─── Items

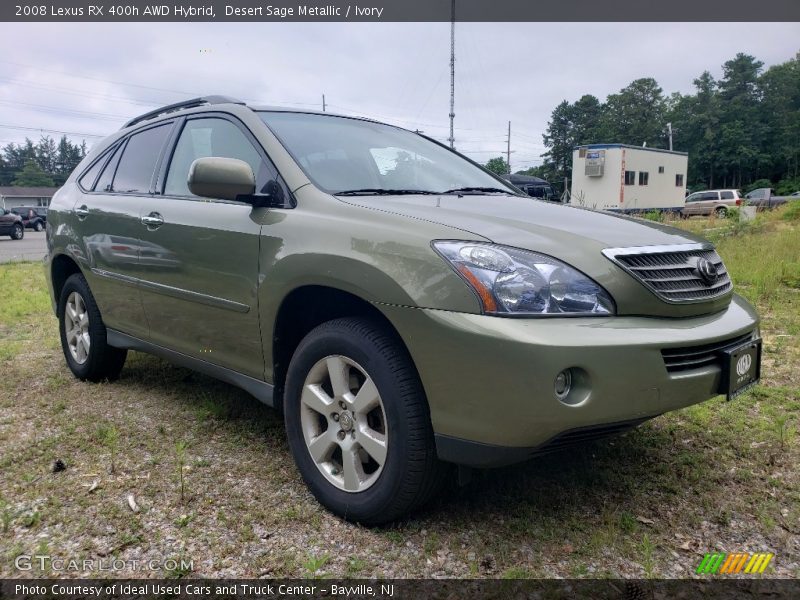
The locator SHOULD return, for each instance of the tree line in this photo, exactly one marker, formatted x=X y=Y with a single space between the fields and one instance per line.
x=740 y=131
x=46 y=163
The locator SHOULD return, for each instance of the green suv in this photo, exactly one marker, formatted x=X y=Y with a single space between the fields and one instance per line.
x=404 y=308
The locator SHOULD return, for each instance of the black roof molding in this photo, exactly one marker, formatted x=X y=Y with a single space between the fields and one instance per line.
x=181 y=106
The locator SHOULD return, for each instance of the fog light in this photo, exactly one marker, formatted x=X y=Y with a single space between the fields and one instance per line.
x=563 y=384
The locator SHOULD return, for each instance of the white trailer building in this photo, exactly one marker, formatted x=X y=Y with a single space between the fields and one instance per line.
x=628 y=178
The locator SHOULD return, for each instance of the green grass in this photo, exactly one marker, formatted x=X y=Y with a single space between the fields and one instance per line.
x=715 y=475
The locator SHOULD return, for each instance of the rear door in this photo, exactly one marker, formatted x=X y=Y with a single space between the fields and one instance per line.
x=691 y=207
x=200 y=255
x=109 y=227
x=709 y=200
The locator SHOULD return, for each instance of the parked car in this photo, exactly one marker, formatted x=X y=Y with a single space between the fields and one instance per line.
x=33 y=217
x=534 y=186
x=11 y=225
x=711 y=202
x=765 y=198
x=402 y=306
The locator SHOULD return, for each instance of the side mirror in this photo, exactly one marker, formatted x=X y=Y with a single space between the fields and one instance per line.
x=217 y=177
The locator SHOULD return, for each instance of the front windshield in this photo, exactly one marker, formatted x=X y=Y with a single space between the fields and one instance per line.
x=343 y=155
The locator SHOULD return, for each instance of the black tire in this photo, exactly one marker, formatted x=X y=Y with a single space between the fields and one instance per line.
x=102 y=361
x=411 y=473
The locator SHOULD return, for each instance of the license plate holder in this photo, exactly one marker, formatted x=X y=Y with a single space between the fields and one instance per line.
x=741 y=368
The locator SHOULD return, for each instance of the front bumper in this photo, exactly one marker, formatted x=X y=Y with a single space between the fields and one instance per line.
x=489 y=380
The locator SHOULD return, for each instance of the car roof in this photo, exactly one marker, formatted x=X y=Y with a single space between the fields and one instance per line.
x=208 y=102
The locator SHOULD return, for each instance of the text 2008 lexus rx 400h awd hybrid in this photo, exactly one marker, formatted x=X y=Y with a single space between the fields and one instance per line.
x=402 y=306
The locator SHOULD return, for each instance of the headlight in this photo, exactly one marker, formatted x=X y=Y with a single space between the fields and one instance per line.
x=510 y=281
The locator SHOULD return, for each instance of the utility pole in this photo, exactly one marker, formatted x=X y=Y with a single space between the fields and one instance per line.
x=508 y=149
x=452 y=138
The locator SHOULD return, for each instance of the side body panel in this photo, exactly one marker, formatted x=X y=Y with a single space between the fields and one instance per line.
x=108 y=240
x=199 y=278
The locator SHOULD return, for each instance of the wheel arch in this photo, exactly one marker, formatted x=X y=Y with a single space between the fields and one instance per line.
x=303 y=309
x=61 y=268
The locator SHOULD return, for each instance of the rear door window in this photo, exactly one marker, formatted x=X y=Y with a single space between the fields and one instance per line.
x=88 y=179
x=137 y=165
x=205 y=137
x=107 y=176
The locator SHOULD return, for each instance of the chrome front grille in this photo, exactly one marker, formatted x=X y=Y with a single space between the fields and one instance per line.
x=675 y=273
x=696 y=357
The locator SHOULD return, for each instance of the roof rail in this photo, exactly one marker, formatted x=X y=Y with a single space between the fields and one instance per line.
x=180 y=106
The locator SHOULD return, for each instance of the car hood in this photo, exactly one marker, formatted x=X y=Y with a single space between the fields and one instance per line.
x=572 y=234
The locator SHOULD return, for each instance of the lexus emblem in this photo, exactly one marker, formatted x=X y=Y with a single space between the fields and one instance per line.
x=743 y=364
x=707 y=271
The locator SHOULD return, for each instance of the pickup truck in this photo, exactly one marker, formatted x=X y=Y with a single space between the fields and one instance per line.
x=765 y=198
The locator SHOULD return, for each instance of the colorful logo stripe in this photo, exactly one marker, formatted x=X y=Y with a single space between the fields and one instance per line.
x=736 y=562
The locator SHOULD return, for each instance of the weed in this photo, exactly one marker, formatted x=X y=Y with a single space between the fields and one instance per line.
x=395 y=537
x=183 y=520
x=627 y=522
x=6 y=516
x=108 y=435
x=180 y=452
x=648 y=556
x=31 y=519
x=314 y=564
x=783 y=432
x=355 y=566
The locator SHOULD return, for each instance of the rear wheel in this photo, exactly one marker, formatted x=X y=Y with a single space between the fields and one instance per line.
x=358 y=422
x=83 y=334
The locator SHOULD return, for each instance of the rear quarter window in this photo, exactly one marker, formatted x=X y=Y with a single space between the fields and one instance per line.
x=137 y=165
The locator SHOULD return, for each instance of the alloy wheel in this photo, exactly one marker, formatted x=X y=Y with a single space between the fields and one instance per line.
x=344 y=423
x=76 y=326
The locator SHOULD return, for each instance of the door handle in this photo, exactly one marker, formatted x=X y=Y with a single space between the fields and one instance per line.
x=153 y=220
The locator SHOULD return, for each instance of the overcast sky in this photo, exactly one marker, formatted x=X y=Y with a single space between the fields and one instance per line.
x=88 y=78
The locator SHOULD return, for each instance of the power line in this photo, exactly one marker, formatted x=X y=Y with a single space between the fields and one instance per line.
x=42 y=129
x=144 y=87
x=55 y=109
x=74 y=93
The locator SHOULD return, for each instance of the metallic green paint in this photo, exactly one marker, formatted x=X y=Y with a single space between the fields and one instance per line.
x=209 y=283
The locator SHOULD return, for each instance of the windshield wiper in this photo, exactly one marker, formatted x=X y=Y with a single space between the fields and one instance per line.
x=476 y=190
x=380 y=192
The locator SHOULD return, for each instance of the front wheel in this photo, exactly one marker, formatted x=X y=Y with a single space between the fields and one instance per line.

──────

Task instructions: Rewrite every entry above with "SHOULD" changed to "MUST" and everything else kept the same. Leave out the pictures.

Solved problem:
The locator MUST return, for each instance of the tree line in this photo, exactly one marker, formatted x=X y=Y with a single space between the fields and one instance per line.
x=740 y=131
x=46 y=163
The locator MUST return, for each instance of the green suv in this photo, exactly one marker, formatted x=X y=Y with a single space between the fields and one instance per line.
x=404 y=308
The locator MUST return, for each instance of the black roof molding in this photo, exactly one marker, formatted x=X y=Y with a single space between the fields and one instance per line.
x=181 y=106
The locator MUST return, for each instance of the fog light in this photo, exactly one marker, formatted x=X y=Y with a single space between the fields and one instance per line.
x=563 y=384
The locator MUST return, for each instance of the white trailer building in this photo, exactly one marker, formatted x=X y=Y with a single space between the fields and one instance per line.
x=628 y=178
The locator MUST return, for each instance of the green grass in this photo, exactly one marker, formatted x=X y=Y with a single space between the fields and one instance per line.
x=715 y=475
The locator MUST return, for each instance of the rear door in this photo, exactly one marker, formatted x=X y=Y with a single space between the fields and one instance per line.
x=691 y=207
x=200 y=255
x=109 y=227
x=709 y=200
The locator MUST return, for each instance of the parked car in this photo, exactly one marker, formatted x=X y=Y with a single space between the fields and one instance per line.
x=33 y=217
x=534 y=186
x=11 y=225
x=711 y=202
x=765 y=198
x=402 y=306
The locator MUST return, for each instance of the side mirror in this photo, exactly one marker, formatted x=X y=Y with a single space between the fields and one instance per line.
x=217 y=177
The locator MUST return, for each instance of the front windshield in this photo, exactly one marker, formatted x=X y=Y with a single space between the fields and one instance per line.
x=343 y=155
The locator MUST return, for each instance of the black tire in this photo, exactly one marker, formatted x=X y=Y with a single space between the fields and one instance per line.
x=102 y=361
x=411 y=473
The locator MUST return, for each instance of the license plate holder in this photo, exactly one marker, formatted x=X y=Y with a single space between the fields and one instance per line.
x=741 y=368
The locator MUST return, for each instance of the front bumper in this photo, exactly one marker, formatted x=X y=Y with a single space between the fields and one instance per line.
x=489 y=380
The locator MUST return, for each instance of the car roof in this photo, exactly one marker, formatted x=X y=Y with a single space between the fields and one instance per line.
x=208 y=102
The locator MUST return, for each instance of the text 2008 lexus rx 400h awd hybrid in this photo, exactly one marker, formatted x=X y=Y with a single space between the fields and one instance per line.
x=402 y=306
The locator MUST return, for each instance of the headlight in this photo, exactly one marker, formatted x=X y=Y with a single space between the fields and one instance per line.
x=510 y=281
The locator MUST return, for each instance of the utility pole in this photo, exactly one marker, formatted x=X y=Y with a single space between the fields and one instance per line.
x=508 y=149
x=452 y=138
The locator MUST return, for each instance of the side body panel in this photo, exactly one marker, formatted x=X y=Y with a single space between the fields and one instance per line.
x=108 y=240
x=199 y=278
The locator MUST return, for each instance of the wheel arch in this photo, exactly one marker, formatted x=X y=Y with a single space between the fields and one instance per line.
x=303 y=309
x=61 y=268
The locator MUST return, for each instance of the rear door window in this photo, exactly one marker, formatted x=X y=Y with a single space between the fields and one instance per line.
x=88 y=179
x=137 y=165
x=205 y=137
x=107 y=176
The locator MUST return, for each instance of the chrome front grille in this photo, exactly one marker, formatted x=X y=Y with a single space between the fields and one instance per line.
x=675 y=273
x=696 y=357
The locator MUST return, for each instance of the roof rail in this photo, exactly one marker, formatted x=X y=Y with a single space between the fields and one instance per line.
x=180 y=106
The locator MUST return, for each instance of the car hood in this photo, exactly one marker, formatted x=X y=Y with a single space between the fields and one instance per line.
x=572 y=234
The locator MUST return, for each instance of the lexus emblem in this photo, exactly one marker, formatted x=X y=Y with a single space between the fields and one instance per line.
x=743 y=364
x=707 y=271
The locator MUST return, for each instance of the pickup truck in this photo, exactly one marker, formatted x=X y=Y with a single space between the fields and one instance per line.
x=765 y=198
The locator MUST return, for each instance of the colorful logo stripe in this photo, exactly one marker, formatted x=X y=Y with a single space between the fields and one instance per line.
x=736 y=562
The locator MUST return, for each instance of the weed in this photo, exactly one marker, formatted x=X y=Y with a single space between the fields and one instance per line.
x=395 y=537
x=183 y=520
x=627 y=522
x=6 y=516
x=108 y=435
x=180 y=452
x=648 y=556
x=31 y=519
x=314 y=564
x=783 y=432
x=355 y=566
The locator MUST return, for each instance of the rear wheel in this photo, exactly one marker, formatted x=X y=Y with a single space between the fields and one instance per line.
x=358 y=422
x=83 y=334
The locator MUST return, for each instance of the rear quarter window in this photo, exactly one marker, formatted x=X y=Y with a single space between the fields and one instance per line.
x=137 y=165
The locator MUST return, for each instance of the alloy wheel in this photo, exactly one marker, formatted x=X y=Y with a single space between the fields and one instance per line.
x=344 y=423
x=76 y=326
The locator MUST return, for each instance of the door handle in this photo, exactly one marker, formatted x=X y=Y with a single space between the fields and one instance per line.
x=153 y=220
The locator MUST return, for each instance of the overcast sky in this photo, exactly one marker, formatted x=X y=Y with a single space between the fields and one instance per line.
x=88 y=78
The locator MUST return, for each instance of the power line in this photo, exactly one marker, formatted x=X y=Y with a single space between the fields and one instance per line.
x=42 y=129
x=144 y=87
x=55 y=109
x=74 y=93
The locator MUST return, for each instance of the metallic green paint in this photo, exactly one marker, formatted x=X y=Y with a single space between the fields and one instance per line.
x=209 y=283
The locator MUST return, for each instance of the windshield wiper in this photo, exactly one marker, formatted x=X y=Y with a single space between the fields and one instance per line.
x=476 y=190
x=380 y=192
The locator MUST return, for each instance of the front wheel in this photo, exactly one marker, formatted x=X y=Y with a single space between the fields and one instance per line.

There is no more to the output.